_WHAT IS ASKED_
Rewrite the items below with every occurrence of "expected layout" replaced by "required format", leaving everything else unchanged.

_ENTRIES PROVIDED_
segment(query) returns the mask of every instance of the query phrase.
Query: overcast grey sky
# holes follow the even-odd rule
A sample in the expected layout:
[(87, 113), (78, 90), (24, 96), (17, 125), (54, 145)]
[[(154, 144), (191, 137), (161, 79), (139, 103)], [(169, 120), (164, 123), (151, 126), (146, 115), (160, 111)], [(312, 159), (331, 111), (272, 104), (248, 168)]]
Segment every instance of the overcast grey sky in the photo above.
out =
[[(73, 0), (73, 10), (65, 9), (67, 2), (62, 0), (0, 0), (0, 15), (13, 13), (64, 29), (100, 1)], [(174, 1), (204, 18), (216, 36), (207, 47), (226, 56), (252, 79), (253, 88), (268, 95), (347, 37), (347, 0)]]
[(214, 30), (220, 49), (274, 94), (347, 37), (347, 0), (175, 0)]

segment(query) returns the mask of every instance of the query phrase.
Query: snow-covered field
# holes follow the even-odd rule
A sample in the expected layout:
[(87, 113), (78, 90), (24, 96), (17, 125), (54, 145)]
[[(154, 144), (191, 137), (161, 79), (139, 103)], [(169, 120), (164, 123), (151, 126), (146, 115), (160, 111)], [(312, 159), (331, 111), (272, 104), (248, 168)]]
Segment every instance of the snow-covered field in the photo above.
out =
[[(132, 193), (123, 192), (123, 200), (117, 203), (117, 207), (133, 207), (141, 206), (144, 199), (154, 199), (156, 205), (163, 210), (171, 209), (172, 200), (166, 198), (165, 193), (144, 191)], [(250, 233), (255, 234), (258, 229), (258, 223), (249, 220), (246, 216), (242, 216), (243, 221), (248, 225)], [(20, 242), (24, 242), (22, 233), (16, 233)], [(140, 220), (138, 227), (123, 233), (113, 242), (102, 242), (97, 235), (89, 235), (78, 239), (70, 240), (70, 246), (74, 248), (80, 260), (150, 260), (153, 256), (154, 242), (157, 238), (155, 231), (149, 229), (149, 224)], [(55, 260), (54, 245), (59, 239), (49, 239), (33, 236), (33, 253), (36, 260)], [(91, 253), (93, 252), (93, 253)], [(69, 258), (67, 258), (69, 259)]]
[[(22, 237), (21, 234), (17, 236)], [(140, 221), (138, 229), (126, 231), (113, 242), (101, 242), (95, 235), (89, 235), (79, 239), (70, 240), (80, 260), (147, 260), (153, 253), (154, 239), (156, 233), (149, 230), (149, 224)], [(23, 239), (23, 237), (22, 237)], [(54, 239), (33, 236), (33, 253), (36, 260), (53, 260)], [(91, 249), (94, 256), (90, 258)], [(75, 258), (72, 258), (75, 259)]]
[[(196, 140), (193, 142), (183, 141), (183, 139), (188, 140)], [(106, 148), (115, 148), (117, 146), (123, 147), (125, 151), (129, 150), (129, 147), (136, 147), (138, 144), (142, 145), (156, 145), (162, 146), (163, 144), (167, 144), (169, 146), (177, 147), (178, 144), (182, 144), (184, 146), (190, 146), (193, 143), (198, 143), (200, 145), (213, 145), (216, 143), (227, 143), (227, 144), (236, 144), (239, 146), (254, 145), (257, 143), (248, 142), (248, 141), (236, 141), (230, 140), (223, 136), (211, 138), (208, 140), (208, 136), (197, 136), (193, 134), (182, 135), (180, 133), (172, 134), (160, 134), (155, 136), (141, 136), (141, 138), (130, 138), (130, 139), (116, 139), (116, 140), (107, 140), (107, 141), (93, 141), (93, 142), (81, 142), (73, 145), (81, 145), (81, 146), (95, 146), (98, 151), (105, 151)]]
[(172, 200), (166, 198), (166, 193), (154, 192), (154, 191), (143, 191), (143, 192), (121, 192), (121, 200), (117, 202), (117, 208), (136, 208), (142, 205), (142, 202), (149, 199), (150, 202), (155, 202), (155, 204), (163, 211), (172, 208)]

_ANSWER TO THE EXERCISE_
segment(query) returns the mask of every instance of the query phrase.
Query: overcast grey sky
# holes follow the even-odd rule
A sample in the required format:
[(87, 113), (78, 90), (24, 96), (17, 125), (54, 145)]
[[(154, 144), (191, 137), (161, 79), (139, 103)], [(169, 120), (164, 123), (151, 126), (146, 115), (160, 111)], [(312, 159), (331, 111), (272, 104), (248, 168)]]
Segment every instance of the overcast grey sky in the photo above.
out =
[[(73, 0), (73, 10), (65, 9), (67, 2), (62, 0), (0, 0), (0, 15), (13, 13), (64, 29), (100, 1)], [(174, 1), (204, 18), (216, 36), (207, 47), (226, 56), (252, 79), (253, 88), (268, 95), (347, 37), (347, 0)]]
[(214, 30), (220, 49), (274, 94), (347, 37), (347, 0), (175, 0)]

segment(query) returns the mask of every instance of the query phrase.
Query: snow-covered field
# holes follow the even-odd rule
A sample in the required format:
[(87, 113), (78, 90), (24, 96), (17, 125), (54, 145)]
[[(154, 144), (191, 137), (161, 79), (139, 103)], [(169, 120), (164, 123), (151, 126), (146, 115), (160, 111)], [(312, 159), (331, 111), (272, 104), (248, 168)]]
Segment every instance of the snow-covered field in the photo above.
out =
[[(132, 193), (123, 192), (123, 200), (117, 203), (117, 207), (133, 207), (141, 206), (144, 199), (154, 199), (156, 205), (163, 210), (171, 209), (172, 200), (166, 198), (165, 193), (144, 191)], [(250, 233), (255, 234), (258, 229), (258, 223), (249, 220), (246, 216), (242, 216), (243, 221), (248, 225)], [(20, 242), (24, 242), (22, 233), (16, 233)], [(140, 220), (138, 227), (123, 233), (113, 242), (102, 242), (97, 235), (89, 235), (78, 239), (70, 240), (70, 246), (74, 248), (80, 260), (150, 260), (153, 256), (154, 242), (157, 238), (155, 231), (149, 229), (149, 224)], [(55, 260), (54, 245), (59, 239), (49, 239), (33, 236), (33, 253), (36, 260)], [(91, 253), (93, 252), (93, 253)], [(69, 258), (67, 258), (69, 259)]]
[[(22, 237), (21, 234), (17, 236)], [(140, 221), (138, 229), (126, 231), (113, 242), (101, 242), (95, 235), (89, 235), (79, 239), (70, 240), (80, 260), (147, 260), (153, 253), (154, 239), (156, 233), (149, 230), (149, 224)], [(23, 239), (23, 237), (22, 237)], [(54, 239), (33, 236), (33, 253), (36, 260), (53, 260)], [(91, 249), (94, 256), (90, 258)], [(75, 258), (72, 258), (75, 259)]]
[[(196, 140), (193, 142), (183, 141), (183, 139), (188, 140)], [(106, 148), (115, 148), (117, 146), (123, 147), (125, 151), (129, 150), (129, 147), (136, 147), (138, 144), (142, 145), (156, 145), (162, 146), (163, 144), (167, 144), (169, 146), (177, 147), (178, 144), (182, 144), (184, 146), (190, 146), (193, 143), (198, 143), (200, 145), (213, 145), (216, 143), (227, 143), (227, 144), (236, 144), (239, 146), (254, 145), (257, 143), (248, 142), (248, 141), (236, 141), (230, 140), (223, 136), (211, 138), (208, 140), (208, 136), (197, 136), (193, 134), (182, 135), (180, 133), (172, 134), (160, 134), (155, 136), (141, 136), (141, 138), (130, 138), (130, 139), (116, 139), (116, 140), (107, 140), (107, 141), (93, 141), (93, 142), (81, 142), (73, 145), (81, 145), (81, 146), (95, 146), (98, 151), (105, 151)]]
[(172, 200), (166, 198), (166, 193), (154, 192), (154, 191), (143, 191), (143, 192), (121, 192), (121, 200), (117, 202), (117, 208), (136, 208), (142, 205), (142, 202), (149, 199), (150, 202), (155, 202), (155, 204), (163, 211), (172, 208)]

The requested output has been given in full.